What to work on: Rewrite all the lines of the records below as one numbered list, leaving out the blank lines.

Records for the exercise:

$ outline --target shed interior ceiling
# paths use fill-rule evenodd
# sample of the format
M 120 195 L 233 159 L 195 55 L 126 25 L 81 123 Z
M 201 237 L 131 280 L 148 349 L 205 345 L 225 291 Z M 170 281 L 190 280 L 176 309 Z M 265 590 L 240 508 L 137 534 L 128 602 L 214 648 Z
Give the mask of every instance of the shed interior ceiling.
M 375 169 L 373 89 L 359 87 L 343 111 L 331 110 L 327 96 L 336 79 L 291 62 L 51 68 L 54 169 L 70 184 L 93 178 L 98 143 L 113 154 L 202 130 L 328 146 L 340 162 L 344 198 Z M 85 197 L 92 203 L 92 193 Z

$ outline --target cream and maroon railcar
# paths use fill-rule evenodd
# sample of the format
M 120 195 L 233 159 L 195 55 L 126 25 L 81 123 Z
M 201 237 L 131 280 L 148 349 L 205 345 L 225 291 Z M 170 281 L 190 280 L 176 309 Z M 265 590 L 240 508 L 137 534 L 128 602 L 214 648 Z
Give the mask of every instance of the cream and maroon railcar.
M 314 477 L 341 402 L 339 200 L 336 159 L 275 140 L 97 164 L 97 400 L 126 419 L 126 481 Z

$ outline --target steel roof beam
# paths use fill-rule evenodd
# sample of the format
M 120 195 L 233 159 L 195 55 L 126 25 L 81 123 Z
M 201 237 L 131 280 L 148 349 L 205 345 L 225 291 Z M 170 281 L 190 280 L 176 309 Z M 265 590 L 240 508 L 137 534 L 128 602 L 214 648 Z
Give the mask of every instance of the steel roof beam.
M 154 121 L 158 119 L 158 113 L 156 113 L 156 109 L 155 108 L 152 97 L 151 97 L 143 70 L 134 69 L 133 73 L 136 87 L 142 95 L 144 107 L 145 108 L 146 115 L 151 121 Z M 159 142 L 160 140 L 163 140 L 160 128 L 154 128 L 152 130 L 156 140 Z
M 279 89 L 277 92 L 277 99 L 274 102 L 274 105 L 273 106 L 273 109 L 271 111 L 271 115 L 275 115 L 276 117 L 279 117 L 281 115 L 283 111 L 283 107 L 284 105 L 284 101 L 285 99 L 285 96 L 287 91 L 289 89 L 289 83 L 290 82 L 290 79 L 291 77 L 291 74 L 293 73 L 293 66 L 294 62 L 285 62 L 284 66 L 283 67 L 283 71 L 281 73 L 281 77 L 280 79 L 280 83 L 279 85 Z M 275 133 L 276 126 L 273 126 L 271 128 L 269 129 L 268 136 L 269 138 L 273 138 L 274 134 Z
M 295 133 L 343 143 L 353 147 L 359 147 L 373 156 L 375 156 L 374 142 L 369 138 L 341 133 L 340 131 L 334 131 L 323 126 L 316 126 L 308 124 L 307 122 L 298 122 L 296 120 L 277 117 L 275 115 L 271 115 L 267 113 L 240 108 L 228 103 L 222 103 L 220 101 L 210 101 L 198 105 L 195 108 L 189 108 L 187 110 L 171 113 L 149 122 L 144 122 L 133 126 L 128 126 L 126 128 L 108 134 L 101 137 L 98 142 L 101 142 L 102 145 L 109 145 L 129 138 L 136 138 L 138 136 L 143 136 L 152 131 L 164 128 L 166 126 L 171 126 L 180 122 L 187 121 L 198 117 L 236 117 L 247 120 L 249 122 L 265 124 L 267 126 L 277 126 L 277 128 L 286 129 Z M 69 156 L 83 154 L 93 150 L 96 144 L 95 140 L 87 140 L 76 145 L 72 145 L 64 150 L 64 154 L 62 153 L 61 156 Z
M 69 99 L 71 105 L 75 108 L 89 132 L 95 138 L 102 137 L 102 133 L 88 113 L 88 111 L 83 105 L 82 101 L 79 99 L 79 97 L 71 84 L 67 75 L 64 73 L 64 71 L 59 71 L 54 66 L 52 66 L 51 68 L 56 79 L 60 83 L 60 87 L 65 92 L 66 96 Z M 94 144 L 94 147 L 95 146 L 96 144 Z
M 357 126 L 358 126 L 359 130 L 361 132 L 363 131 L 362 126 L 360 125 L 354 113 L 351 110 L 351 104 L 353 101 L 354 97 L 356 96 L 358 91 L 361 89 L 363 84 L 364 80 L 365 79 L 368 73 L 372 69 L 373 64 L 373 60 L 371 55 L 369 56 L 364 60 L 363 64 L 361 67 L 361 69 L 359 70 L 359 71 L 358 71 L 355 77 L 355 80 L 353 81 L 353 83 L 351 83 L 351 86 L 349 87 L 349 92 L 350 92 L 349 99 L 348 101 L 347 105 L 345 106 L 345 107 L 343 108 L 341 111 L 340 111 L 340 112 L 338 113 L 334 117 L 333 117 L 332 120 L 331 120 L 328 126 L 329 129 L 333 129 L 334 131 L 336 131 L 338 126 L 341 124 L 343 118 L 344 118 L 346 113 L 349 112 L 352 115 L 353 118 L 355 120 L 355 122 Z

Written solution:
1. $ outline --target shed interior ceiling
2. # paths use fill-rule evenodd
3. # sample of the format
4. M 120 195 L 233 159 L 195 55 L 126 25 L 81 123 Z
5. M 201 237 L 131 280 L 148 349 L 205 345 L 225 291 Z M 170 281 L 190 280 L 176 309 Z M 265 590 L 240 508 L 137 534 L 128 602 L 214 648 Z
6. Give the mask of every instance of the shed interior ceiling.
7. M 375 169 L 373 89 L 359 87 L 343 111 L 331 110 L 327 96 L 336 79 L 291 62 L 51 68 L 54 169 L 70 184 L 93 178 L 98 143 L 113 154 L 202 130 L 328 146 L 340 162 L 344 198 Z M 85 197 L 92 203 L 92 193 Z
8. $ outline --target cream and maroon railcar
9. # paths use fill-rule evenodd
10. # sample of the format
11. M 120 195 L 233 159 L 195 55 L 126 25 L 81 123 Z
12. M 201 237 L 131 280 L 148 349 L 205 345 L 225 291 Z M 170 281 L 190 280 L 176 309 Z M 265 590 L 240 508 L 137 534 L 128 602 L 214 648 Z
13. Give the mask of every instance of the cream and maroon railcar.
14. M 314 477 L 341 402 L 339 200 L 336 159 L 275 140 L 97 164 L 97 400 L 126 419 L 126 481 Z
15. $ outline --target steel roof beam
16. # paths use fill-rule evenodd
17. # sample of the format
18. M 120 195 L 233 159 L 195 55 L 126 25 L 81 123 Z
19. M 201 237 L 131 280 L 148 349 L 205 345 L 225 291 Z M 170 281 L 190 280 L 176 309 Z M 265 590 L 240 508 L 137 534 L 128 602 L 214 648 Z
20. Give the mask of every instance of the steel roof beam.
21. M 154 121 L 158 119 L 158 113 L 156 113 L 156 109 L 155 108 L 152 97 L 151 97 L 143 70 L 134 69 L 133 73 L 136 87 L 142 95 L 144 107 L 145 108 L 146 115 L 151 121 Z M 159 142 L 160 140 L 163 140 L 160 128 L 154 128 L 152 130 L 156 140 Z
22. M 279 89 L 277 92 L 277 99 L 274 102 L 274 105 L 273 106 L 273 109 L 271 111 L 271 115 L 275 115 L 276 117 L 279 117 L 281 115 L 283 111 L 283 107 L 284 105 L 284 101 L 285 99 L 285 96 L 287 91 L 289 89 L 289 83 L 290 82 L 290 79 L 291 77 L 291 74 L 293 73 L 293 66 L 294 62 L 285 62 L 284 66 L 283 67 L 283 71 L 281 73 L 281 77 L 280 79 L 280 83 L 279 85 Z M 275 133 L 276 126 L 273 126 L 271 128 L 269 129 L 268 136 L 269 138 L 273 138 L 274 134 Z
23. M 295 133 L 343 143 L 353 147 L 359 147 L 373 156 L 375 156 L 374 142 L 369 138 L 341 133 L 340 131 L 334 131 L 323 126 L 316 126 L 308 124 L 307 122 L 298 122 L 296 120 L 277 117 L 275 115 L 271 115 L 267 113 L 240 108 L 228 103 L 222 103 L 220 101 L 210 101 L 198 105 L 195 108 L 189 108 L 187 110 L 171 113 L 149 122 L 144 122 L 133 126 L 128 126 L 126 128 L 108 134 L 101 137 L 98 142 L 101 142 L 102 145 L 109 145 L 129 138 L 136 138 L 138 136 L 143 136 L 152 131 L 164 128 L 166 126 L 171 126 L 180 122 L 187 121 L 198 117 L 236 117 L 247 120 L 249 122 L 265 124 L 267 126 L 277 126 L 277 128 L 286 129 Z M 69 156 L 83 154 L 93 150 L 96 144 L 95 140 L 87 140 L 76 145 L 72 145 L 64 150 L 64 154 L 62 153 L 61 156 Z
24. M 69 99 L 71 105 L 75 108 L 89 132 L 95 138 L 102 137 L 102 133 L 88 113 L 88 111 L 83 105 L 82 101 L 79 99 L 79 97 L 71 84 L 67 75 L 64 73 L 64 71 L 59 71 L 54 66 L 52 66 L 51 68 L 56 79 L 60 83 L 60 87 L 65 92 L 66 96 Z M 94 144 L 94 147 L 95 146 L 96 144 Z
25. M 357 126 L 358 126 L 359 130 L 361 132 L 363 131 L 362 126 L 360 125 L 354 113 L 351 110 L 351 104 L 353 101 L 354 97 L 356 96 L 358 91 L 361 89 L 363 84 L 364 80 L 365 79 L 368 73 L 372 69 L 373 64 L 373 60 L 371 55 L 369 56 L 364 60 L 363 64 L 361 67 L 361 69 L 359 70 L 359 71 L 358 71 L 355 77 L 355 80 L 353 81 L 353 83 L 351 83 L 351 86 L 349 87 L 349 92 L 350 92 L 349 99 L 348 101 L 347 105 L 345 106 L 345 107 L 343 108 L 341 111 L 340 111 L 340 112 L 338 113 L 334 117 L 333 117 L 332 120 L 331 120 L 328 126 L 329 129 L 333 129 L 334 131 L 336 131 L 338 126 L 341 124 L 343 118 L 344 118 L 346 113 L 349 112 L 352 115 L 353 118 L 355 120 L 355 122 Z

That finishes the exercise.